▶ _What to produce_
From the line that contains "Target: weathered patina" through the closing line of the entries, write out each line exactly; pictures stay out.
====== Record list ======
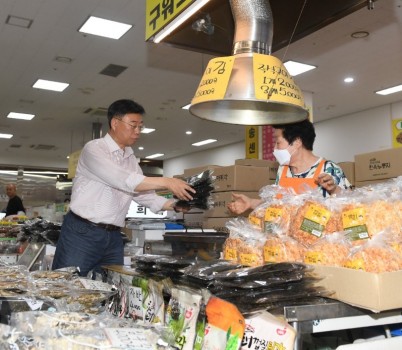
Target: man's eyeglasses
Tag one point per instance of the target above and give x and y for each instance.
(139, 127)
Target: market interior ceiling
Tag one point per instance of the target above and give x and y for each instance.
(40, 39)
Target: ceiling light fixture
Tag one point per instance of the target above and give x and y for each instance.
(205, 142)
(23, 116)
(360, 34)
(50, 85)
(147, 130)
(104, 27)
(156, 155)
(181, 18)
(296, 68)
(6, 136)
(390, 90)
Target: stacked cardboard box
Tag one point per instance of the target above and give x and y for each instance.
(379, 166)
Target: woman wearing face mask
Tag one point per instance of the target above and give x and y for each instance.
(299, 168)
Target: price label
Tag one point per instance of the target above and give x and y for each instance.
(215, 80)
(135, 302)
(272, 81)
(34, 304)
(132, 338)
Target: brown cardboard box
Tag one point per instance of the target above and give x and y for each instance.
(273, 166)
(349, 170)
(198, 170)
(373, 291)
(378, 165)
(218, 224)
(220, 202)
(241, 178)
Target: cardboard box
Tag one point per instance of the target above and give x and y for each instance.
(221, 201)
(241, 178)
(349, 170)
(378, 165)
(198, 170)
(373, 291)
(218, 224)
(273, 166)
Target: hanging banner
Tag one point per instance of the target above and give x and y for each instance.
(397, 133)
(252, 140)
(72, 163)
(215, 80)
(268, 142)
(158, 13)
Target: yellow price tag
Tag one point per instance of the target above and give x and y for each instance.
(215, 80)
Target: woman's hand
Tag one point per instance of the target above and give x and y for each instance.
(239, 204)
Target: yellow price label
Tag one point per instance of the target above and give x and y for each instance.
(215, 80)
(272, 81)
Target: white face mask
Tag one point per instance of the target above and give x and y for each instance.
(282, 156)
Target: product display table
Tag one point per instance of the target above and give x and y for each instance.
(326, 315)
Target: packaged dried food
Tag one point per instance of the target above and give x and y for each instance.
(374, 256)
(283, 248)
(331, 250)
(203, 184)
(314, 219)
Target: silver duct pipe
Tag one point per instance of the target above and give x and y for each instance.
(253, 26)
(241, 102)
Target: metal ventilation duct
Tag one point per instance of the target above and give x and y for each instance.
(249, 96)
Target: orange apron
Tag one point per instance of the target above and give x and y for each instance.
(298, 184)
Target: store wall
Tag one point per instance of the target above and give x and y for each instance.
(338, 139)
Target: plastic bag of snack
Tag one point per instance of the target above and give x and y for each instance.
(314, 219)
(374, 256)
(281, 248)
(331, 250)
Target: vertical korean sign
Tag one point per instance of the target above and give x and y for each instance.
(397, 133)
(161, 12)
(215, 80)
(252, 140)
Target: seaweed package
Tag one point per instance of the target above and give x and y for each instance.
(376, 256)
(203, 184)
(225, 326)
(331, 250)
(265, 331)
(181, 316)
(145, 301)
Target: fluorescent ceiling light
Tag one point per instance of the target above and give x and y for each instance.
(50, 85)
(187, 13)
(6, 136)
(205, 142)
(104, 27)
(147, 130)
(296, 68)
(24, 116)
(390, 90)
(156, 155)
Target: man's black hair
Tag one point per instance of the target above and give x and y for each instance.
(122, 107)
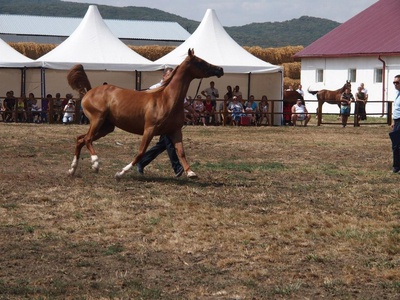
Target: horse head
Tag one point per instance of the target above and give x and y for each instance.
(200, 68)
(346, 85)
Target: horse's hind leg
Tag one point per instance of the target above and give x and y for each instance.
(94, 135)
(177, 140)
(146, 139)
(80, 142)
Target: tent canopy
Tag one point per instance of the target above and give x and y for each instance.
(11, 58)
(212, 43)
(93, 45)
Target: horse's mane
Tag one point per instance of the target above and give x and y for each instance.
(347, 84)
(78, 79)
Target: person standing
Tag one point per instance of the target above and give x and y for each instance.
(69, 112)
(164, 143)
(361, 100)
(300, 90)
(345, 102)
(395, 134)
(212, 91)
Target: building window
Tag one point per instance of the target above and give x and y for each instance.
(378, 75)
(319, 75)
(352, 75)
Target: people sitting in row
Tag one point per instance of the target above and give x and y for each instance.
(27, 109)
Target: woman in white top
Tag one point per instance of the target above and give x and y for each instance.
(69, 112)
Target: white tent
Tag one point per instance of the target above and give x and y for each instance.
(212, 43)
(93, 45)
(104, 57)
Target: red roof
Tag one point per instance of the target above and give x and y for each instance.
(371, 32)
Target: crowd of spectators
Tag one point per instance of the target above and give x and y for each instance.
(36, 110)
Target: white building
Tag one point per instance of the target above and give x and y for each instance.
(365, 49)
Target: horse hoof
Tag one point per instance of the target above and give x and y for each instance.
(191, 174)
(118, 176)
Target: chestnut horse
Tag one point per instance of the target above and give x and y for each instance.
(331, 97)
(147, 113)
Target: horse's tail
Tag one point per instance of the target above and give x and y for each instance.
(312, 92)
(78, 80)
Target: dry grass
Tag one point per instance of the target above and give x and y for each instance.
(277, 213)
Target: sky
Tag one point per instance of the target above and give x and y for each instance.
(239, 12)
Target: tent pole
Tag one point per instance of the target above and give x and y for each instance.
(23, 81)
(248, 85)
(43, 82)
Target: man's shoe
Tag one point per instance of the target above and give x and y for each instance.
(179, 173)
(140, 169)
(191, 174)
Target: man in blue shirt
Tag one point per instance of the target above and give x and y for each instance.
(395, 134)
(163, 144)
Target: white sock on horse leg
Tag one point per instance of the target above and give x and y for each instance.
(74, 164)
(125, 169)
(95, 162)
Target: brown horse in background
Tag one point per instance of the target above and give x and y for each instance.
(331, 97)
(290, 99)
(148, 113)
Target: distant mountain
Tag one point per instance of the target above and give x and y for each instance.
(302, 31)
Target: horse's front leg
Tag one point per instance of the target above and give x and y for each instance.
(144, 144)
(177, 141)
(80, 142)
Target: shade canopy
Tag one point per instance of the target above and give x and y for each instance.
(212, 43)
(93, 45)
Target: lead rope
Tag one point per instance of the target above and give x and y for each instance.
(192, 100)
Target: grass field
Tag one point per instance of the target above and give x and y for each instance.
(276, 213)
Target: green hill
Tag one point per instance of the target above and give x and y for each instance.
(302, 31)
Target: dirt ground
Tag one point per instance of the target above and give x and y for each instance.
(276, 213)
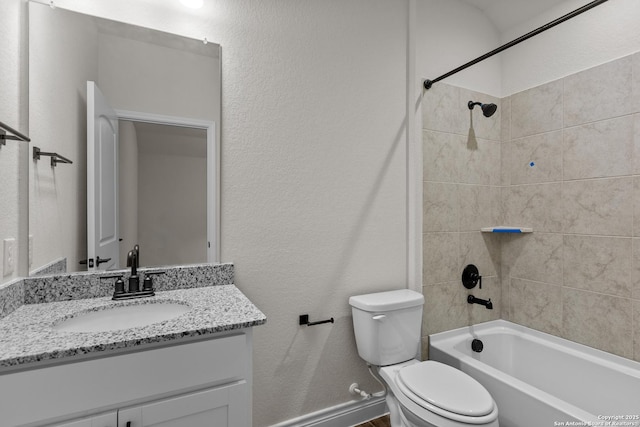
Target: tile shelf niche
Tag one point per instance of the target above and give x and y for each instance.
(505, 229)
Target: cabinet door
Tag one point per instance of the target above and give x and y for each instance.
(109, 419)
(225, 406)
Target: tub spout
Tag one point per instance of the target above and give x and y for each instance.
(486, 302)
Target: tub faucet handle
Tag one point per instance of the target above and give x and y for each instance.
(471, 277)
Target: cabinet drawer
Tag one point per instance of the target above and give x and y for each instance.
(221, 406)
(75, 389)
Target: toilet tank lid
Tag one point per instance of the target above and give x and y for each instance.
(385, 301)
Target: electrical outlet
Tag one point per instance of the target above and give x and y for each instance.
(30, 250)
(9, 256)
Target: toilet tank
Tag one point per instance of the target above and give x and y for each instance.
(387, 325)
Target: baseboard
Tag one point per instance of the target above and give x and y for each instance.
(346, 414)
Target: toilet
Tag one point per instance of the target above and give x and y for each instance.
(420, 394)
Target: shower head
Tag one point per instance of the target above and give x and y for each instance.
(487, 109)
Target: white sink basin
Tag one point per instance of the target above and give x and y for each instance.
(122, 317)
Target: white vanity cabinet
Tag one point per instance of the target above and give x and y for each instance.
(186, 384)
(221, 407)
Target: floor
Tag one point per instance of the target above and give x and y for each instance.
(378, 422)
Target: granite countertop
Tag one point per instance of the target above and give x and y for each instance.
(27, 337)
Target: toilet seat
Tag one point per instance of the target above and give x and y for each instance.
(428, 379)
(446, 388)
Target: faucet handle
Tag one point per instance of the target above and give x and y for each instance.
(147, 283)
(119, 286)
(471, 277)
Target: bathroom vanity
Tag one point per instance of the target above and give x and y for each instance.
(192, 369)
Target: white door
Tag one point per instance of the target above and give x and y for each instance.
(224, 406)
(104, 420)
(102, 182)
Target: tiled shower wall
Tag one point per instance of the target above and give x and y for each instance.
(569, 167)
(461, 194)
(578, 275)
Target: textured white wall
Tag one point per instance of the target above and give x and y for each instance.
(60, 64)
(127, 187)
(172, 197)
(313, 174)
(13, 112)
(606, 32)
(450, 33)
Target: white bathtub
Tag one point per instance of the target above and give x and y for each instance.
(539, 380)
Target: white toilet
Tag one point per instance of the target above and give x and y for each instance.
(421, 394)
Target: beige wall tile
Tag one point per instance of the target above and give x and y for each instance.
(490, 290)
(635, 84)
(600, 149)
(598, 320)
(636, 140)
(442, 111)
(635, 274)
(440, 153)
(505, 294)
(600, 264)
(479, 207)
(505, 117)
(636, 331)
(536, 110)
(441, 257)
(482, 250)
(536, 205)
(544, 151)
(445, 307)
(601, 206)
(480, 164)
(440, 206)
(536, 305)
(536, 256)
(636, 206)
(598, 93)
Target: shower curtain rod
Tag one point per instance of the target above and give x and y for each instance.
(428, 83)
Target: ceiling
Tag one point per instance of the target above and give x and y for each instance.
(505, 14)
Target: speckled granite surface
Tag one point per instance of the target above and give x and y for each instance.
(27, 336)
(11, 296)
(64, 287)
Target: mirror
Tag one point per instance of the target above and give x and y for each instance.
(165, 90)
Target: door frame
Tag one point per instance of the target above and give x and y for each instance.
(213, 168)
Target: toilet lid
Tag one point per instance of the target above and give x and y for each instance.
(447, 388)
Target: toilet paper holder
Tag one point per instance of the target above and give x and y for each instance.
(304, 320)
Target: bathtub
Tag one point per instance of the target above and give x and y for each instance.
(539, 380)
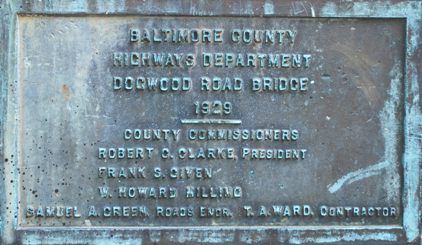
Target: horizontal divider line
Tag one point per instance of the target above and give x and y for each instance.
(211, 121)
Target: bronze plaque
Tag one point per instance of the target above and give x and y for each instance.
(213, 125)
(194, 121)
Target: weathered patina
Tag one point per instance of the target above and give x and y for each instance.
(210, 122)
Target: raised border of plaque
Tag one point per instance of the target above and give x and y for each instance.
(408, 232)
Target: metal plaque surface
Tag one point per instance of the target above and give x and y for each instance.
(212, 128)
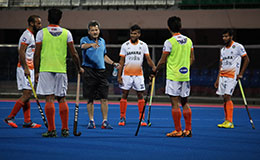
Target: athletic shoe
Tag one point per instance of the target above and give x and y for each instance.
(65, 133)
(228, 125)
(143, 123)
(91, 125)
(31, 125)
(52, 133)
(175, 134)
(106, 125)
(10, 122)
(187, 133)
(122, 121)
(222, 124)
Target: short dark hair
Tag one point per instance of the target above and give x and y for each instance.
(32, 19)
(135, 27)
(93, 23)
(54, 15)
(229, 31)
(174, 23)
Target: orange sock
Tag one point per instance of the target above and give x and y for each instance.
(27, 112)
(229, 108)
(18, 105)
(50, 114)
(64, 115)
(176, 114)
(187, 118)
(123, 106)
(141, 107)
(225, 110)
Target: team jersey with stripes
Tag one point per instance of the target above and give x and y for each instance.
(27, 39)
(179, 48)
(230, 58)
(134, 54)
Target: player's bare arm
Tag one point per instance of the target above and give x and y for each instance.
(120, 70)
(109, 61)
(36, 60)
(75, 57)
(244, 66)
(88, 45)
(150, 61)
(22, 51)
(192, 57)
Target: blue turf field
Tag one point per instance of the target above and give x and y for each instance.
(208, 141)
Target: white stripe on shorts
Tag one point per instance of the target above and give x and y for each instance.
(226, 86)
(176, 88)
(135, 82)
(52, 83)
======
▶ _Completed task_
Target: weathered patina
Tag one point per instance of the target above and give x and y for each instance.
(210, 122)
Target: raised border of plaque
Tag one point per instance of the target above and give x and y for each instance.
(408, 232)
Target: metal plaque surface
Tag one point per instance of the target above and give x and y for each instance.
(212, 128)
Target: athletic shoe
Tag one point per instance of the target above and give x and y for each instance.
(65, 133)
(228, 125)
(143, 123)
(91, 125)
(31, 125)
(52, 133)
(175, 134)
(106, 125)
(10, 122)
(187, 133)
(122, 121)
(222, 124)
Target: short dark hair
Tag one point per instance of the target above and give x and y for each instance.
(32, 19)
(135, 27)
(93, 23)
(54, 15)
(229, 31)
(174, 23)
Target: orange sock
Tag one point per instance of the target above and give x and y for each instance.
(27, 112)
(229, 108)
(18, 105)
(50, 114)
(64, 115)
(176, 114)
(187, 118)
(123, 106)
(141, 107)
(225, 110)
Target: team jersey with stripes
Tag one point per instance of the target above and give x and y for each instance.
(27, 39)
(179, 48)
(230, 58)
(134, 54)
Target: player's bare arm
Tag one point per instance of the target above and give x and y for each instance.
(120, 70)
(109, 61)
(36, 60)
(75, 57)
(244, 66)
(88, 45)
(150, 61)
(22, 51)
(192, 57)
Target: blue turf field
Tag one point per instance of the target above and give x and y for each instance.
(208, 141)
Target: white stripe on shorts
Tag one point per instance of the target above and give x and y for each instance.
(226, 86)
(176, 88)
(135, 82)
(52, 83)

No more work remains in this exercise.